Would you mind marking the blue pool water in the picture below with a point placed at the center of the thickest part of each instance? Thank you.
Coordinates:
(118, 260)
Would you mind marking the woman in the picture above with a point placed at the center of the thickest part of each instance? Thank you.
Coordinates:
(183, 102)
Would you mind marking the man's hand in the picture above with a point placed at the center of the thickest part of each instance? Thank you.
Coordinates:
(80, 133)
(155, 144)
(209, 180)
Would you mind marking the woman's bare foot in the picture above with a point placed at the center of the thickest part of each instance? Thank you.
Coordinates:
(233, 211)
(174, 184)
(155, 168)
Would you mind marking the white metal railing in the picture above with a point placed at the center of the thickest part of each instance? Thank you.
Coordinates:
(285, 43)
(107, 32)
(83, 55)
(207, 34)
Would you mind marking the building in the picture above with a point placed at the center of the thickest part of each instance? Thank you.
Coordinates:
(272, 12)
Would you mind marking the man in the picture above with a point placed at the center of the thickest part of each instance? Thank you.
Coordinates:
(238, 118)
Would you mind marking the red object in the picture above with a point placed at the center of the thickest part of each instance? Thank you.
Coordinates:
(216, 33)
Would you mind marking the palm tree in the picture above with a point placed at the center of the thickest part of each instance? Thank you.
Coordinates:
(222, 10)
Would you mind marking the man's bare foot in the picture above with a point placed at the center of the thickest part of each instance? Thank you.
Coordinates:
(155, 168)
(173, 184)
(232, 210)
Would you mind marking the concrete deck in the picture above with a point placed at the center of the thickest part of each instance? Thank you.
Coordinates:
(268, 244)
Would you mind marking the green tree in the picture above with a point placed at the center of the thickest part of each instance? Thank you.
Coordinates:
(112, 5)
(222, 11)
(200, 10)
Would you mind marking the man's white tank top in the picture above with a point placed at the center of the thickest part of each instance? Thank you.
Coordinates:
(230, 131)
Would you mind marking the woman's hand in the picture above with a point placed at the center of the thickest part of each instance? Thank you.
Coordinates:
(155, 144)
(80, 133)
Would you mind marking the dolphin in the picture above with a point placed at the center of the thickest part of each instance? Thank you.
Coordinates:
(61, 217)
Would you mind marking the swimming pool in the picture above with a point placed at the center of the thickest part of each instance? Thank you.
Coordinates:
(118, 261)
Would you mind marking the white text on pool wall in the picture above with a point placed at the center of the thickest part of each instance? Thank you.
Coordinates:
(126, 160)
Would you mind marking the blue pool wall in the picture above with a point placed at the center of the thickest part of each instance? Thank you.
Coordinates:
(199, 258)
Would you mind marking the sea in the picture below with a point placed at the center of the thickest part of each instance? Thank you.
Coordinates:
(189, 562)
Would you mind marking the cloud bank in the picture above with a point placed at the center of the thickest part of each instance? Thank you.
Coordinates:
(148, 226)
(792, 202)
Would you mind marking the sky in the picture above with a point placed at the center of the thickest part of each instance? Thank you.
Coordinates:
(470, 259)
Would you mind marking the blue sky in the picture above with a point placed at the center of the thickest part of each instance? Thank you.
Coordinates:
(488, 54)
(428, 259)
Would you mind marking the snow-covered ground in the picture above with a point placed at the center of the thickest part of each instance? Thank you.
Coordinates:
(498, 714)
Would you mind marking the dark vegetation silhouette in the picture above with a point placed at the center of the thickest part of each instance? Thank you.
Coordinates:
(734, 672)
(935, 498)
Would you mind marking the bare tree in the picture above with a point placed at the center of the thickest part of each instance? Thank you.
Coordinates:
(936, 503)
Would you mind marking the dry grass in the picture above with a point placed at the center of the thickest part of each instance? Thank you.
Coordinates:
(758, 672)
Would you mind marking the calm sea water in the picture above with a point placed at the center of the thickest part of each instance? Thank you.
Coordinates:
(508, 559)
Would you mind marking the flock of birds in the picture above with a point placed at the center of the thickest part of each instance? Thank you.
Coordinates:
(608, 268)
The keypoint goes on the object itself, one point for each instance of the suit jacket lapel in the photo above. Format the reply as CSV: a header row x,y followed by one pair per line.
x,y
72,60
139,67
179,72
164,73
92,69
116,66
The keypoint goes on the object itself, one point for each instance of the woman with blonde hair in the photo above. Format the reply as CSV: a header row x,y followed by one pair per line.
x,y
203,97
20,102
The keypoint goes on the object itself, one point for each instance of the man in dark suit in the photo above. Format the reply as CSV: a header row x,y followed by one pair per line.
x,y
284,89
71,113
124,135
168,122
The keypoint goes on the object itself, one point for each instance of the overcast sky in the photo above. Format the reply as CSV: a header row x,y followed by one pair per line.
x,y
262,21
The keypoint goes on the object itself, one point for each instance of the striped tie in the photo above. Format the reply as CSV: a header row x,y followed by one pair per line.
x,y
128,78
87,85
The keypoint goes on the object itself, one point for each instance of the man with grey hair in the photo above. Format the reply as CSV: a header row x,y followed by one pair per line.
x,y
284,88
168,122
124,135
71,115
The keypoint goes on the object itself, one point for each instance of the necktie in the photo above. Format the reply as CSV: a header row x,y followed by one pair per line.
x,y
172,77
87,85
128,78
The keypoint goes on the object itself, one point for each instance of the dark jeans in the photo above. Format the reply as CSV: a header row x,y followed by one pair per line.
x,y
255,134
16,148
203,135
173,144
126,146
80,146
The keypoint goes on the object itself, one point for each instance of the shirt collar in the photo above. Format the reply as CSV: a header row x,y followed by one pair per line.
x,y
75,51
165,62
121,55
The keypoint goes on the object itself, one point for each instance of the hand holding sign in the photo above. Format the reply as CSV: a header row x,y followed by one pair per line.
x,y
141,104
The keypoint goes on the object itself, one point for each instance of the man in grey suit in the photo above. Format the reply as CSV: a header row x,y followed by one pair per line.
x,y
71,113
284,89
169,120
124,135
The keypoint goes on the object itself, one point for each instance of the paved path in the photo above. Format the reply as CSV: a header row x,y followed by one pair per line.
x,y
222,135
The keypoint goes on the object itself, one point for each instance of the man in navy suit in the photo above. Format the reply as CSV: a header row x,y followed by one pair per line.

TASK DESCRIPTION: Return exactly the lines from the line holding "of the paved" to the last line of the data, with both of those lines included and nothing added.

SOLUTION FOR THIS EXERCISE:
The keypoint goes on the object itself, one point for each instance of the paved path in the photo above. Format the reply as CSV: a header row x,y followed by one pair per line.
x,y
222,135
The keypoint goes on the object itself, one point for each instance of the man in navy suit in the photo above. Format the reply as CSV: a header row x,y followed by one pair per line.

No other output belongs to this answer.